» WHAT IS EXPECTED:
Rescale everything from the line containing "blanket on bench." down to the end of the rows below, writing out each line in full and multiplying every bounding-box coordinate in the answers by 0.85. Round the results to whole numbers, rounding halves up.
----
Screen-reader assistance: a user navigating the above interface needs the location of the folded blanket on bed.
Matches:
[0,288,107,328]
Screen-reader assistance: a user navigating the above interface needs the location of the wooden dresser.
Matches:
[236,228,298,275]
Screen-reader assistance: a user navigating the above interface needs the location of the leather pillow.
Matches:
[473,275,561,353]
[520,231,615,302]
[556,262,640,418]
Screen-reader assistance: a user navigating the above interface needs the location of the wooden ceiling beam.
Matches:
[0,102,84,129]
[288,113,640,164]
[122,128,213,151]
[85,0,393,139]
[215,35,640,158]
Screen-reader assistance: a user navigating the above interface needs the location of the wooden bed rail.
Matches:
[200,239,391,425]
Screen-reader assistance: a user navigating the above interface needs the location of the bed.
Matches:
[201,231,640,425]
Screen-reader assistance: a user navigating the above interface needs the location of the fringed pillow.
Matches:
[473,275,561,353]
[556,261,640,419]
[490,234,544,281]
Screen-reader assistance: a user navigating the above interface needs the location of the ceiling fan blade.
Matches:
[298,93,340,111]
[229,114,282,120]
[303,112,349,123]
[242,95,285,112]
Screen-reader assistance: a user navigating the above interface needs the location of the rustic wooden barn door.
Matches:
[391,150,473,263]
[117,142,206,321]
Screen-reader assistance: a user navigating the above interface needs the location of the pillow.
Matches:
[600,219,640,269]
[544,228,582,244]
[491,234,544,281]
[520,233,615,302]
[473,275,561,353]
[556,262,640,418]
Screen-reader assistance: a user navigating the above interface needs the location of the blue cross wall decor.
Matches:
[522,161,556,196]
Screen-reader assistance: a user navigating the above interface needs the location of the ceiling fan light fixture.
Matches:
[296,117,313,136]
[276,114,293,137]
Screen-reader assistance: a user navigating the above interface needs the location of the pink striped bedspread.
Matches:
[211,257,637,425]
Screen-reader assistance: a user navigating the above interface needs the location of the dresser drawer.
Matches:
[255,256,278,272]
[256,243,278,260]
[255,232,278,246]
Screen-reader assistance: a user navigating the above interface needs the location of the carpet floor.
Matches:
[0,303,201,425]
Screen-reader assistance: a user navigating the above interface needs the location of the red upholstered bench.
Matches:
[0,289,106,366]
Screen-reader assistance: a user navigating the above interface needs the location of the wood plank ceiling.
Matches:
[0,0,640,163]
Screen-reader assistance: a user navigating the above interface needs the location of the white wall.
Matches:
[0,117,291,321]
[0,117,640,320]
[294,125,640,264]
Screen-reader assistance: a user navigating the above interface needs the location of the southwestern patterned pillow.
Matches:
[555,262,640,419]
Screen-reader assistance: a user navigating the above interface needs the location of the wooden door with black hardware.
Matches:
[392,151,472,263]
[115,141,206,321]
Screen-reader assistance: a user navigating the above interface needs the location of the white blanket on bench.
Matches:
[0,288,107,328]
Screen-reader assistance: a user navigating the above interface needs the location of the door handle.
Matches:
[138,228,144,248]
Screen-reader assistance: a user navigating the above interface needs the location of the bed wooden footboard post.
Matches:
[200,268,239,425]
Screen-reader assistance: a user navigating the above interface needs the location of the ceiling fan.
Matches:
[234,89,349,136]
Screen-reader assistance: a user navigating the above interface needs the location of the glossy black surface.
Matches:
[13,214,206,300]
----
» RESULT OF THE EXERCISE:
Screen-reader assistance: a user navigating the above interface needs the location of the white blanket on bench.
Matches:
[0,245,91,279]
Screen-reader assistance: a user navigating the above interface needs the location of the door handle.
Matches:
[117,194,122,211]
Screen-reader assistance: a user navigating the above interface needs the location of the bed wooden footboard post.
Matches:
[170,228,203,361]
Screen-reader assistance: a user navigating the above interface needs the location of the ceiling fan.
Matches:
[199,76,297,116]
Screen-reader assistance: a user navigating the above interface needs the location of the glossy black surface.
Matches:
[11,182,175,255]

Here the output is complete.